# Exercises
a) Answer these about the Barbary lion text:
(i) Which genus does the classification give?
(ii) Which region did the Barbary lion inhabit?
(iii) Until when may small groups of lions have survived in Morocco?
b) Carry on the Barbary lion text from its last sentence.
Selected excerpt START
Scientific classification
- Kingdom: Animalia
- Phylum: Chordata
- Class: Mammalia
- Infraclass: Placentalia
- Order: Carnivora
- Family: Felidae
- Genus: Panthera
- Species: P. leo
- Subspecies: P. l. leo
- Population: †Barbary lion

= Barbary lion =

Lion population

The Barbary lion was a population of the lion subspecies Panthera leo leo. It was also called North African lion, Atlas lion, and Egyptian lion. It inhabited the mountains and deserts of the Maghreb in North Africa, from Morocco to Egypt. A comprehensive review of hunting and sighting records revealed that small groups of lions may have survived in Algeria until the early 1960s, and in Morocco until the mid-1960s. Today, the wild population is extinct in this region. It was eradicated following the spread of firearms and bounties for shooting lions.
Selected excerpt END
Provided information START
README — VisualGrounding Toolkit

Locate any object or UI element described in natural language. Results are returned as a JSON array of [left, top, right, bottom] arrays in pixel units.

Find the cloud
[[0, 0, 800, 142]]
Provided information END
Provided information START
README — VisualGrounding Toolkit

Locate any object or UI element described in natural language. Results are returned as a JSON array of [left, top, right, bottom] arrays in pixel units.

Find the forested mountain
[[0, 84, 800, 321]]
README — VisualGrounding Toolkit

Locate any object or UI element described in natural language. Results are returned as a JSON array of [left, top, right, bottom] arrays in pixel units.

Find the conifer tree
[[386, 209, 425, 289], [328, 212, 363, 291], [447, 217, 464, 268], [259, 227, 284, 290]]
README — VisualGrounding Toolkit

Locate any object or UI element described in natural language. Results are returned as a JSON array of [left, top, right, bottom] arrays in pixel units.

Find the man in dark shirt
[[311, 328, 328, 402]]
Provided information END
Provided information START
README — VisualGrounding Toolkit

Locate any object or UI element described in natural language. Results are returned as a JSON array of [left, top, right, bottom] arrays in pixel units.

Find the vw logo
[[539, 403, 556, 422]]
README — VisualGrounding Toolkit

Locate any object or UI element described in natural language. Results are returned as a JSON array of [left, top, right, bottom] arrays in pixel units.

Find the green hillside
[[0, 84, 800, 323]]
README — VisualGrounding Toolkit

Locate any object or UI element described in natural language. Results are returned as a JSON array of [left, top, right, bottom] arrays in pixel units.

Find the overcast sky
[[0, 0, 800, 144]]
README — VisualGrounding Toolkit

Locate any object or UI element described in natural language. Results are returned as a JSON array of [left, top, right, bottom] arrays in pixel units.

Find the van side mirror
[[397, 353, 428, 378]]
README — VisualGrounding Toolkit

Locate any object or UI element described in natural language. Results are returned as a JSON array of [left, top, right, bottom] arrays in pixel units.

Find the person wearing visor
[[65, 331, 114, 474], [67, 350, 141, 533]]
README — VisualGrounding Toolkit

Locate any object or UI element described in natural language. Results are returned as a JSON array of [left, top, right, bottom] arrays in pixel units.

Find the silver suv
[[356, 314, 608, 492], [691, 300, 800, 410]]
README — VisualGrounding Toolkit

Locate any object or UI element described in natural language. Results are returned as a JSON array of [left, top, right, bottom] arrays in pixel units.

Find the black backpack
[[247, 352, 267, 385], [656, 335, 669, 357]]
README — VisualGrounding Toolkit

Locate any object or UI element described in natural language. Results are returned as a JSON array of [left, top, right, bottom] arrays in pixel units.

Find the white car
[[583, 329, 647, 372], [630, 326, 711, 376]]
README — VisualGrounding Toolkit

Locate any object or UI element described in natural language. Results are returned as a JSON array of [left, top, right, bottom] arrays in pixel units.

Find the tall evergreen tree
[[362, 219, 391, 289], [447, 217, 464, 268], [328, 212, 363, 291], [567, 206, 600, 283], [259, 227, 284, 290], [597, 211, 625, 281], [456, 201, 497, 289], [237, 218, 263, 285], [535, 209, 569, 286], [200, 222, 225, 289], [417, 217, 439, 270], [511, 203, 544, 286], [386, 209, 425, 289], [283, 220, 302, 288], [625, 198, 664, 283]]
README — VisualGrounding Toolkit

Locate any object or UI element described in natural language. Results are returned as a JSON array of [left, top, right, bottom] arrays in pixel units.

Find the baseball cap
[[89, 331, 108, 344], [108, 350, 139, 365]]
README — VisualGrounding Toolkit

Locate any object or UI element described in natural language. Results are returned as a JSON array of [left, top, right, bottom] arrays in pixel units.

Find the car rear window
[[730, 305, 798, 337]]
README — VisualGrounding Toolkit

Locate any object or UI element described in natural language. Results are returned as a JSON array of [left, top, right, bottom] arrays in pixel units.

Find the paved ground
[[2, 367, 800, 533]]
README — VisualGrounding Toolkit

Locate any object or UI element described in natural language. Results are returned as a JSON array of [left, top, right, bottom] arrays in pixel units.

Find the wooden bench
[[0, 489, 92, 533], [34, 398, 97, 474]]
Provided information END
# Answers for the tasks
a)
(i) Panthera
(ii) The mountains and deserts of the Maghreb in North Africa, from Morocco to Egypt
(iii) Until the mid-1960s

b)
Fossils of the Barbary lion dating back between 100,000 and 110,000 years were discovered in the Bizmoune cave near Essaouira.
Until 2017, the Barbary lion was considered a distinct lion subspecies. Results of morphological and genetic analyses of lion samples from North Africa showed that the Barbary lion does not differ significantly from the Asiatic lion and falls into the same subclade. This North African-Asian subclade is closely related to lions from West Africa and northern parts of Central Africa and is therefore grouped into the northern lion subspecies Panthera leo leo.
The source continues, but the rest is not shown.